* [THE EXERCISE]: Please return each of the records below word for word, with nothing changed, added, or left out.

* [SUPPLIED DATA]:
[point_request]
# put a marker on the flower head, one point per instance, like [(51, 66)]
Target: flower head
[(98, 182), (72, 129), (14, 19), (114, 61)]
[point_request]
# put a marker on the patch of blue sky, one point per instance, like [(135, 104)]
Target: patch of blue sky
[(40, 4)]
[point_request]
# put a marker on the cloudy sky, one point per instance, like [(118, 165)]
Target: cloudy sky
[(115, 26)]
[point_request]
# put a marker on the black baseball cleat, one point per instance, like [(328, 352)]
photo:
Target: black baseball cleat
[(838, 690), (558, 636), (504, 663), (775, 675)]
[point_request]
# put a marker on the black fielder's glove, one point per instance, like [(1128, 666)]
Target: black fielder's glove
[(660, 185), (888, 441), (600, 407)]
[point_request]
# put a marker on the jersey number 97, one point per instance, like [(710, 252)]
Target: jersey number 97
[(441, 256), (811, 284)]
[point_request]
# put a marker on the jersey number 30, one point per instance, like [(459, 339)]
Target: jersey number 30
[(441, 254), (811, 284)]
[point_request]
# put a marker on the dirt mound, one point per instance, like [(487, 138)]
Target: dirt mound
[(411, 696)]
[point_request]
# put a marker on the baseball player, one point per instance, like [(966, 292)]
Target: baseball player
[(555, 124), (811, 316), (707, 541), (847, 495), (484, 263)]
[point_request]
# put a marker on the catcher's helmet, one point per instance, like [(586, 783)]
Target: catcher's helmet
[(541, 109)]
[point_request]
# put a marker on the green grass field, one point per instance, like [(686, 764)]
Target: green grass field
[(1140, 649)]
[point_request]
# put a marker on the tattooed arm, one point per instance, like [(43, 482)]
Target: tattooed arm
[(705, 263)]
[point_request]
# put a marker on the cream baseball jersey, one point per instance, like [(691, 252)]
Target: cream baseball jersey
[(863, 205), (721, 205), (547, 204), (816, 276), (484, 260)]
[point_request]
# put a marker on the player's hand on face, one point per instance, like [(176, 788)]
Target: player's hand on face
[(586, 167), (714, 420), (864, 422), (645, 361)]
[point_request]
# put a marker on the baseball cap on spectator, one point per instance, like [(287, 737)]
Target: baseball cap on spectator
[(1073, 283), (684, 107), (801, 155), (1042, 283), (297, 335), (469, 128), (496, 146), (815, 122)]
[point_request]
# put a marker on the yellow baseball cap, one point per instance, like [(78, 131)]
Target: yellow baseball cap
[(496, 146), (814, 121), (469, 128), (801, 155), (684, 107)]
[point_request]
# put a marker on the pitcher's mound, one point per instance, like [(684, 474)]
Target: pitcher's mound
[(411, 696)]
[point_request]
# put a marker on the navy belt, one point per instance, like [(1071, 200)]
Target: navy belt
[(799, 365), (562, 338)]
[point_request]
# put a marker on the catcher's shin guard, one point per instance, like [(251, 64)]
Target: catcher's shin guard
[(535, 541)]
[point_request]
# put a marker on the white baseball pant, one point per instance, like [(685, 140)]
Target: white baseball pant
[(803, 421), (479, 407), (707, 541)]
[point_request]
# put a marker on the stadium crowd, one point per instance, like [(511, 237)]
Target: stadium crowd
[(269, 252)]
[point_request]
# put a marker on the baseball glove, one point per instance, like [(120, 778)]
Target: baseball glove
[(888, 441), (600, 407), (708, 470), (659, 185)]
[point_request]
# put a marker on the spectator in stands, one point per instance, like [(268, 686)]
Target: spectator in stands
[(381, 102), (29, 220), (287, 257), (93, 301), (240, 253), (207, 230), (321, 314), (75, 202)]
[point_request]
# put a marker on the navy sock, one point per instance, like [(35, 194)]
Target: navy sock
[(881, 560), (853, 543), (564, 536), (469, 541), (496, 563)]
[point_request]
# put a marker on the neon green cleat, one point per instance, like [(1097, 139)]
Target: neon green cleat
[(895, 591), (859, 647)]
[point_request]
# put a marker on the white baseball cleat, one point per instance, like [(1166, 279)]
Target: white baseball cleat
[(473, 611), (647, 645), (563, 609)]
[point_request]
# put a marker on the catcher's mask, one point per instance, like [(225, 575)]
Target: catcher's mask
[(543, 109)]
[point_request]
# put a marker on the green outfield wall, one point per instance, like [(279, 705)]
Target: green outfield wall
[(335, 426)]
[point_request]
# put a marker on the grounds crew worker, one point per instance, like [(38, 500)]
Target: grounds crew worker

* [WRITTEN RESPONSE]:
[point_request]
# put a marker on the flower head, one point per instance, like [(51, 66)]
Target: flower head
[(98, 182), (72, 129), (14, 19), (114, 61)]
[point_request]
# put a marker on the patch of blue sky, one point per instance, like [(135, 104)]
Target: patch of blue sky
[(40, 4)]
[point_request]
# put a marker on the cloudy sky, one point per instance, like [(118, 165)]
Target: cloudy sky
[(115, 26)]
[point_request]
# put a marker on the black baseball cleat, one point per instance, like [(328, 352)]
photo:
Target: black baseball cleat
[(838, 690), (558, 636), (504, 663), (775, 675)]
[point_request]
# put a marker on the black fielder's glove, one point per instance, like [(1128, 666)]
Target: black fielder's glove
[(660, 185), (888, 441), (600, 407)]
[point_request]
# put a marker on the jersey number 97, one point per instance, like [(710, 252)]
Target: jersey number 97
[(441, 256), (811, 284)]
[point_request]
# put a marker on the jersey number 30, one point per instance, like [(459, 339)]
Target: jersey number 30
[(441, 254), (811, 284)]
[point_request]
# put a marker on the dirt mound, one point per instance, like [(487, 138)]
Target: dirt mound
[(411, 696)]
[point_request]
# put a marker on the baseball player, one point per instance, like [(966, 292)]
Target: baseball player
[(555, 124), (811, 316), (707, 541), (847, 495), (484, 263)]
[point_request]
# put a marker on the catcher's helmet, one point per instance, like [(586, 783)]
Target: catcher's helmet
[(541, 109)]
[point_request]
# put a marker on the green grass field, one point per instance, like [(686, 764)]
Target: green grass field
[(1140, 649)]
[point_request]
# put a marker on the tattooed arm, one point per instance, like [(43, 482)]
Target: tattooed arm
[(705, 263)]
[point_request]
# put a marker on the cream baseball jersey, one point per instance, like [(691, 252)]
Target: cream baseball jersey
[(863, 205), (721, 205), (547, 204), (816, 276), (484, 260)]
[point_request]
# put a marker on the player's hand on face, one point per instance, like [(176, 788)]
Target: player's hand on face
[(586, 167), (714, 420), (864, 422), (645, 361)]
[point_request]
# put a marker on the baseball cap on spectator, one point per instance, like [(287, 737)]
Target: baseball cap on spectator
[(1073, 283), (684, 107), (801, 155), (1042, 283), (297, 335), (469, 128), (496, 146), (815, 122)]
[point_request]
# put a marker on the yellow baseball cap, one point per instance, like [(78, 131)]
Target: yellow baseball cap
[(496, 146), (814, 121), (469, 128), (801, 155), (684, 107)]
[point_request]
# put a marker on the pitcher's mound, one point per instance, like [(684, 474)]
Target: pitcher's mound
[(411, 696)]
[point_request]
# put a marker on the navy belt, one point per instance, like [(1071, 200)]
Target: navy belt
[(799, 365), (562, 338)]
[point_request]
# put a marker on the catcher's shin guard, one point per instance, like [(251, 64)]
Target: catcher's shin guard
[(535, 541)]
[point_request]
# put a marker on the white baseball pant, one point per instance, like [(685, 140)]
Target: white baseball pant
[(803, 421), (479, 407), (707, 541)]
[point_request]
# put a marker on the stadium crowd, one point per instance, like [(511, 237)]
Target: stadium crowd
[(269, 252)]
[point_request]
# put a marker on the baseball glove, one point per instance, like [(120, 778)]
Target: baseball glove
[(888, 441), (600, 407), (708, 470), (659, 185)]
[point_request]
# put a marker on the spectator in stands, one point per instance, like [(268, 686)]
Target: spectator in stands
[(381, 102), (29, 220), (287, 257), (93, 301), (240, 253), (207, 230), (321, 314), (75, 202)]
[point_request]
# put a marker on the navy sock, one point per instance, like [(35, 194)]
Target: navy sock
[(881, 560), (853, 543), (564, 536), (469, 541), (496, 563)]
[point_request]
# put a marker on the neon green cleat, one point per instance, like [(1097, 139)]
Target: neon green cleat
[(895, 591), (859, 647)]
[point_request]
# put a marker on the white baseball cleat, one point per instance, like [(1166, 279)]
Target: white baseball cleat
[(473, 611), (647, 645), (563, 609)]
[point_request]
# put a marker on the catcher's mask, one point per instance, like [(225, 575)]
Target: catcher's mask
[(543, 109)]
[point_request]
# put a marker on the green outfield wall, one point per instance, like [(279, 705)]
Target: green outfield wall
[(335, 426)]
[point_request]
# put a marker on the grounds crew worker, one point per instance, like [(38, 500)]
Target: grounds crew worker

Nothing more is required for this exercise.